(Required work) Can you copy the data below word for word, from its first line through the line containing "7L215 3L210 182L261", with that line included?

(Source records)

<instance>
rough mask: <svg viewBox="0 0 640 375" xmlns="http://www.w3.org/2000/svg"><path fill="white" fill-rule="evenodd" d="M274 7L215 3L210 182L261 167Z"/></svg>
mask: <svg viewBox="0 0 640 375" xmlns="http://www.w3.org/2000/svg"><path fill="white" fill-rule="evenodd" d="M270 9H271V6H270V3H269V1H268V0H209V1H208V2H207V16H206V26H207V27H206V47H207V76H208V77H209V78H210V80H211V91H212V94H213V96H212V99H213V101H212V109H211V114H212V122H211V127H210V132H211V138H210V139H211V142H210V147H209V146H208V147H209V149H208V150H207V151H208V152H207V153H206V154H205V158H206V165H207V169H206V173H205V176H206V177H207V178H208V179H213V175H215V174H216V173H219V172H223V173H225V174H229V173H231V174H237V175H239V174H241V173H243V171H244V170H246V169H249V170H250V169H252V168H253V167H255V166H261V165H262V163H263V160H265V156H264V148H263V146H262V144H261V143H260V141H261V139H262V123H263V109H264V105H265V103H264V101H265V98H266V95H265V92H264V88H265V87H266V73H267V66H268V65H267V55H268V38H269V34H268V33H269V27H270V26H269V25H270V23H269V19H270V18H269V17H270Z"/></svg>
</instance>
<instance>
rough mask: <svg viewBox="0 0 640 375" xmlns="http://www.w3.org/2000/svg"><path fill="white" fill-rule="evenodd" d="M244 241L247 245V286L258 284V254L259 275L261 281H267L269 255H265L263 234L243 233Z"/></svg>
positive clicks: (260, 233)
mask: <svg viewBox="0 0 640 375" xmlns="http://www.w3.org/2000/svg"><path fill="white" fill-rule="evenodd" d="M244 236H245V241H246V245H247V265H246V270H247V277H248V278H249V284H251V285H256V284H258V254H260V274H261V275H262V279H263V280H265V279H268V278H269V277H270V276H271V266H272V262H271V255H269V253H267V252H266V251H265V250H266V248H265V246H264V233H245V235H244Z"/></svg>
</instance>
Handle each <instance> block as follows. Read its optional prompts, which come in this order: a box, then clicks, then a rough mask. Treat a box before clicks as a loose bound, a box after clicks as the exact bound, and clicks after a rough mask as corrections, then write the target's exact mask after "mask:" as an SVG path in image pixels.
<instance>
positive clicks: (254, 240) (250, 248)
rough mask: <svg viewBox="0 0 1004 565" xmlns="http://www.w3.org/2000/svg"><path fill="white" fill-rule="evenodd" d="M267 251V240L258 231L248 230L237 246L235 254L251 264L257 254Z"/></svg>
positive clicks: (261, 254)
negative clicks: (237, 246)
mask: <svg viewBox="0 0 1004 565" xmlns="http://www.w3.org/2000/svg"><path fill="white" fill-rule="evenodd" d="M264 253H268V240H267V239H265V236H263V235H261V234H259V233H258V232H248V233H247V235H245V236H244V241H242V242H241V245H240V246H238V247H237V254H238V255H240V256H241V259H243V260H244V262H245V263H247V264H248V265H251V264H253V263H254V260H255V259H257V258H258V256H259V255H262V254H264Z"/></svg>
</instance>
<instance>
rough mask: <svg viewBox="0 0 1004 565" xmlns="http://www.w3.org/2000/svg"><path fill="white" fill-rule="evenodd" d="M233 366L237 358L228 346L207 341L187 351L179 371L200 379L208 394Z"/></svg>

(Response below)
<instance>
rough mask: <svg viewBox="0 0 640 375" xmlns="http://www.w3.org/2000/svg"><path fill="white" fill-rule="evenodd" d="M274 7L215 3L210 182L261 167Z"/></svg>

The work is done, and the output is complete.